* _TÂCHE ASSIGNÉE 1_
Reproduisez le texte sur l'enquête auprès des entreprises entre « Dans le cadre » et « ou, hélas, renoncer. », ces deux passages compris.
* _TÂCHE ASSIGNÉE 2_
Poursuivez le texte sur l'enquête auprès des entreprises à partir de sa dernière phrase.

* _TEXTE FOURNI_
Dès le départ, je dus me soumettre à un exercice essoufflant, alors que défilait devant moi une longue liste d’entreprises où je souhaitais aller pour la réalisation de mon enquête. J’interpellais mes répondants, des représentants d’entreprise, en insistant d’abord sur les pistes de solutions stratégiques et durables aux défis d’attraction et de rétention de la main-d’oeuvre que ma démarche pouvait leur apporter. Ces solutions que j’avançais avaient comme corollaire l’intégration, par les entreprises, d’une catégorie de travailleurs largement négligés par leur secteur industriel : les femmes — mais aussi les personnes, en particulier les femmes, issues de l’immigration. Les motifs évoqués pour expliquer leur tenue à l’écart s’érigeaient généralement sur les terreaux biologiques ou nationaux, mais le plus souvent, l’appel à des considérations purement économiques évacuait la nécessité de toute justification supplémentaire.
Dans le cadre d’une enquête comme celle dont j’étais responsable, l’approche, le ton et le vocabulaire devaient être mûrement réfléchis. Je devais me préparer, appréhender, anticiper, mais aussi être prête dans les brefs instants que me consentaient mes interlocuteurs pour répliquer, rebondir, renchérir ou, hélas, renoncer.

* _ENTRÉES FOURNIES_
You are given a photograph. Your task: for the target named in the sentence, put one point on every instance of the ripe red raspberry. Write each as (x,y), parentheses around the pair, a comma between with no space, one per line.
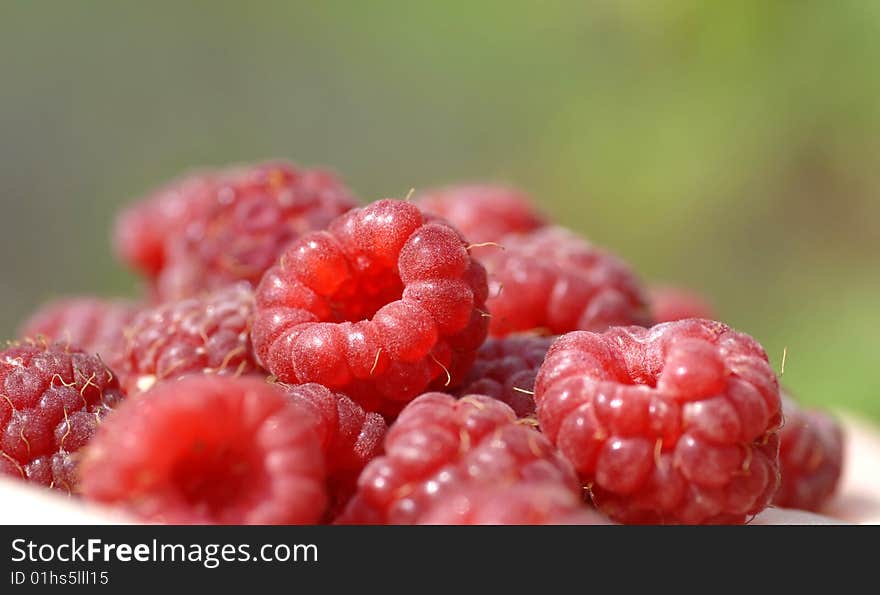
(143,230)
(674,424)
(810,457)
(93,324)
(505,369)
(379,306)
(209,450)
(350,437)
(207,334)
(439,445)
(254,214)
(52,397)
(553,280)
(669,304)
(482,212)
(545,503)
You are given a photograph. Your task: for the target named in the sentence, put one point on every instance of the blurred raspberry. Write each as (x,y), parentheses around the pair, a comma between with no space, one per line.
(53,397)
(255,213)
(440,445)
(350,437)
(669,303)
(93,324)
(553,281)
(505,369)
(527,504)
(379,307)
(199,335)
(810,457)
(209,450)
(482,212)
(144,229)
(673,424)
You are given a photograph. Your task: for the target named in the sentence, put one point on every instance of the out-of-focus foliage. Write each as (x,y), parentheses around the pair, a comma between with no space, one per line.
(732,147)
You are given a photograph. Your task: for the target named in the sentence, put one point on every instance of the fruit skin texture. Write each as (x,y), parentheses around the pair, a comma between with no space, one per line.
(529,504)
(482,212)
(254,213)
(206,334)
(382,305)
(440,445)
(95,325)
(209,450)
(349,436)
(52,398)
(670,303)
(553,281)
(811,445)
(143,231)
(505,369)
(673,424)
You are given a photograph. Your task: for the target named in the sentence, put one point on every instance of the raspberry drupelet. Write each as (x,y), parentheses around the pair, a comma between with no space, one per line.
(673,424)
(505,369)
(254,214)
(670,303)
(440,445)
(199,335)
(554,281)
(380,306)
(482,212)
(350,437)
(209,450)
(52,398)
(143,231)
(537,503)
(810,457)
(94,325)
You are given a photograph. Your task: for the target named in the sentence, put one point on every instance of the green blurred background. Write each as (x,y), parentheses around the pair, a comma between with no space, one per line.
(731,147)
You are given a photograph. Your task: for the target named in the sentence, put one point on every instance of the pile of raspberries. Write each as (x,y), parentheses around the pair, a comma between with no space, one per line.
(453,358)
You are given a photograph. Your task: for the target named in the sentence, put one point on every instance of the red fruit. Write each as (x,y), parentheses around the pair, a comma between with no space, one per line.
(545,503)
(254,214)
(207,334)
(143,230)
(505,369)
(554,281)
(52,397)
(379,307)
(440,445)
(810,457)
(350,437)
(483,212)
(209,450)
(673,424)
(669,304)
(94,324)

==

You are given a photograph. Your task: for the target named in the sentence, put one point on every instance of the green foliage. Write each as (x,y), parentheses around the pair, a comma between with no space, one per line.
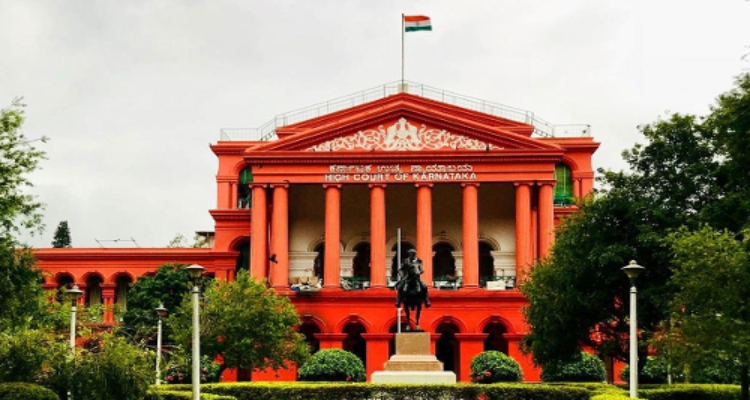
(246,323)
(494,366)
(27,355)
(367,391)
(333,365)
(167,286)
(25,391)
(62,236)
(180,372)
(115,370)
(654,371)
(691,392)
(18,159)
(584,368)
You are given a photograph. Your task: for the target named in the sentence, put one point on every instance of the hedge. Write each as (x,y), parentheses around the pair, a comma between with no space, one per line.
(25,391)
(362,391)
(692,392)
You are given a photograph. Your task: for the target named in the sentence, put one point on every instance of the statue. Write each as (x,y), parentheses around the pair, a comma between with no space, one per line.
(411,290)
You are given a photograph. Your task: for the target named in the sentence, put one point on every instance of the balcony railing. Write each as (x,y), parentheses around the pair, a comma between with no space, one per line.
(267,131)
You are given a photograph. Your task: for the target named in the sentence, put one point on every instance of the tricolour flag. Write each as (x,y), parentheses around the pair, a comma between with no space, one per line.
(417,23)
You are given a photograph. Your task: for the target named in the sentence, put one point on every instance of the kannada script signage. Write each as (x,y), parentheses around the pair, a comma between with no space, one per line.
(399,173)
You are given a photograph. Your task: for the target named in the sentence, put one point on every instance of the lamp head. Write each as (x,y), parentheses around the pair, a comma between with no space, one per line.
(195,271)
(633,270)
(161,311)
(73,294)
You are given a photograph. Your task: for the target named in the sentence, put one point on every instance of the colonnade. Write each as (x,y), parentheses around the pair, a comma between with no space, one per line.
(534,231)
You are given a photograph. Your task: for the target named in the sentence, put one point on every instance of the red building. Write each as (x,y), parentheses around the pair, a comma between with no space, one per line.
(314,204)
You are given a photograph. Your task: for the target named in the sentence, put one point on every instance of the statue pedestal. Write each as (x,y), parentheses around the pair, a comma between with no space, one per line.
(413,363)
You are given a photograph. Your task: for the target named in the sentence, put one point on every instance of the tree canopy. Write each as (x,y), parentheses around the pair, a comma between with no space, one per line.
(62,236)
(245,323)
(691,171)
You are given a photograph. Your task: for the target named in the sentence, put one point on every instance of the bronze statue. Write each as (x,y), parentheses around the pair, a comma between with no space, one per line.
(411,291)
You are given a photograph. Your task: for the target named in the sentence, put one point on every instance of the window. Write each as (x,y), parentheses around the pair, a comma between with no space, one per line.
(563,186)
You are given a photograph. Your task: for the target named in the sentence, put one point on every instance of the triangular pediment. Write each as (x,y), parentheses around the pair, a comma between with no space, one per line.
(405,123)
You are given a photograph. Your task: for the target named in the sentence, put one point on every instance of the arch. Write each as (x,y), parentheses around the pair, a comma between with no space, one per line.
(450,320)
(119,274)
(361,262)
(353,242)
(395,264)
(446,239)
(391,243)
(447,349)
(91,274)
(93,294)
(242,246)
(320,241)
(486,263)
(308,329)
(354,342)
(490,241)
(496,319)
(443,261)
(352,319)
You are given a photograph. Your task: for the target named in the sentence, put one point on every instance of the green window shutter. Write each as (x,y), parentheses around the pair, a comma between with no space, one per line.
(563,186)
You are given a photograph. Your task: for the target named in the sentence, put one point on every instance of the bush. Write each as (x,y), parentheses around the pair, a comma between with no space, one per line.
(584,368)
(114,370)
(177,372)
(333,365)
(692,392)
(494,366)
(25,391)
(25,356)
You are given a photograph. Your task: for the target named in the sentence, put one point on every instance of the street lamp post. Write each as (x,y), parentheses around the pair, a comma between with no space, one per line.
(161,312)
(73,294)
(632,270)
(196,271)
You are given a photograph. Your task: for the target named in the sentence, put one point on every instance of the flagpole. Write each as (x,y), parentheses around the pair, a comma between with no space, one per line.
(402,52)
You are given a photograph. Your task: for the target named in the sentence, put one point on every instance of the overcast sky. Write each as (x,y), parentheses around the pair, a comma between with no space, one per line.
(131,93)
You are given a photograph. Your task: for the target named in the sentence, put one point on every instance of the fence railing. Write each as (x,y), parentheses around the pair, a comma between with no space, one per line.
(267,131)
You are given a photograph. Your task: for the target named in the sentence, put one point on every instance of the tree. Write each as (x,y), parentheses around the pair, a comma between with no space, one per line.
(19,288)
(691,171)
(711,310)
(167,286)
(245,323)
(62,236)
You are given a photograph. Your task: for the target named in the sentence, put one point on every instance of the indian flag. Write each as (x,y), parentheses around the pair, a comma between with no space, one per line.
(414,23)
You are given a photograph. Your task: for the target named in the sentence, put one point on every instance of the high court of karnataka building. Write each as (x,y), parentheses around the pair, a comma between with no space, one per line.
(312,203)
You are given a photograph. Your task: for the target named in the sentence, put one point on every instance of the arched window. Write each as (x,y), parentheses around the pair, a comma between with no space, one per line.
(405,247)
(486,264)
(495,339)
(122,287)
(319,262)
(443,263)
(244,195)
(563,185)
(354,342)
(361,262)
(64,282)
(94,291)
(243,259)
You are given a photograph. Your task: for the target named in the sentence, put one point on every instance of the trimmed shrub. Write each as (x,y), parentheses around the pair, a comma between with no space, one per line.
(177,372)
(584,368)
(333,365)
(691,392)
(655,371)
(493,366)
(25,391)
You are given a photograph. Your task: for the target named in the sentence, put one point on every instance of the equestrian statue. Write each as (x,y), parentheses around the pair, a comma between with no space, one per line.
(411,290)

* _RÉPONSE RÉDIGÉE 1_
Dans le cadre d’une enquête comme celle dont j’étais responsable, l’approche, le ton et le vocabulaire devaient être mûrement réfléchis. Je devais me préparer, appréhender, anticiper, mais aussi être prête dans les brefs instants que me consentaient mes interlocuteurs pour répliquer, rebondir, renchérir ou, hélas, renoncer.

* _RÉPONSE RÉDIGÉE 2_
La liste des entreprises qui se trouvait devant moi avait été conçue à partir de divers bottins et sites corporatifs qui, outre le nom et la localisation de l’entreprise, fournissaient quelques renseignements à propos de l’interlocuteur qui me répondrait au téléphone : c’est cette personne qui consentirait à m’ouvrir les portes de l’établissement ou, du moins, à m’en faciliter l’accès.
Le hasard jouait la plupart du temps un rôle décisif quant à mes possibilités de mener à bien mon enquête. Au fil de mes démarches, j’ai pu observer quelques tendances et développé des astuces dont plusieurs relèvent au final davantage de la superstition que d’une analyse des possibilités objectives. Par exemple, je devinais l’heure la plus propice afin d’obtenir une réponse au bout de la ligne ou, au contraire, je cherchais à atterrir sur une boîte vocale patiente, laquelle était par nature encline à recevoir ma requête. Je considérais que le lundi matin et le vendredi après-midi étaient des moments opportuns pour recevoir l’assentiment de mes interlocuteurs. De même, les jours de beau temps augmentaient considérablement mes chances qu’ils soient d’humeur favorable et qu’ils acquiescent à ma requête de les rencontrer. Enfin, j’ai développé au fil du temps une habileté particulière pour contourner ou esquiver la personne à la réception qui, la plupart du temps, m’adressait promptement une fin de non-recevoir.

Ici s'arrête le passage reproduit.